* Материал для задания
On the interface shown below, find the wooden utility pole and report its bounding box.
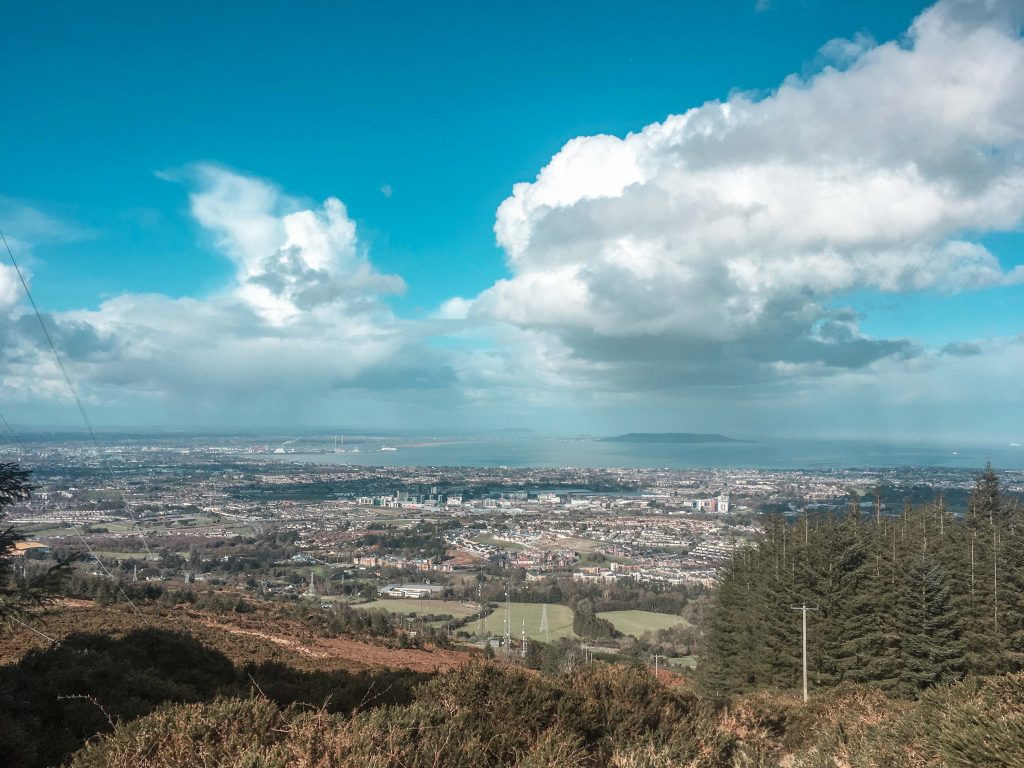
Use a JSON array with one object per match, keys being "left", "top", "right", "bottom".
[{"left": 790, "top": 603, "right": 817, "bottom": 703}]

---

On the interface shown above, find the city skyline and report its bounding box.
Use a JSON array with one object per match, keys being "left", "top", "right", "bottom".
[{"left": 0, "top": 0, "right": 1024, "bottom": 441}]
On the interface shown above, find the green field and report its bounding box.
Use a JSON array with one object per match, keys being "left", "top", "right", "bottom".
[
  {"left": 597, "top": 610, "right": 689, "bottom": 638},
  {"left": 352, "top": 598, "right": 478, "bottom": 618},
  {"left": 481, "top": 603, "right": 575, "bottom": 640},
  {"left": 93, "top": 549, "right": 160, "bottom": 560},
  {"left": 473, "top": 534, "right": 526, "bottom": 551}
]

--

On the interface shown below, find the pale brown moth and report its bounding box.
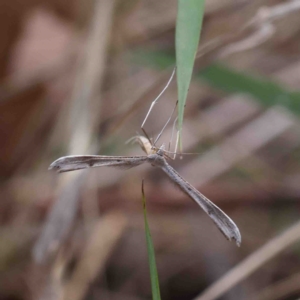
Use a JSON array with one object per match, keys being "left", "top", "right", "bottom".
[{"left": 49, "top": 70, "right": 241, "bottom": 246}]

* Что требуется
Найдите в приведённом выше списке все строки, в которых есть слово «report», и перепишите каждую из них полностью. Регистр букв имеет значение.

* Ответ на задание
On the interface shown below, find the wooden utility pole and report its bounding box.
On the interface shown above, find the city skyline and report its bounding box.
On the interface shown above, find the green field and report its bounding box.
On the interface shown below, find the pale brown moth and report its bounding box.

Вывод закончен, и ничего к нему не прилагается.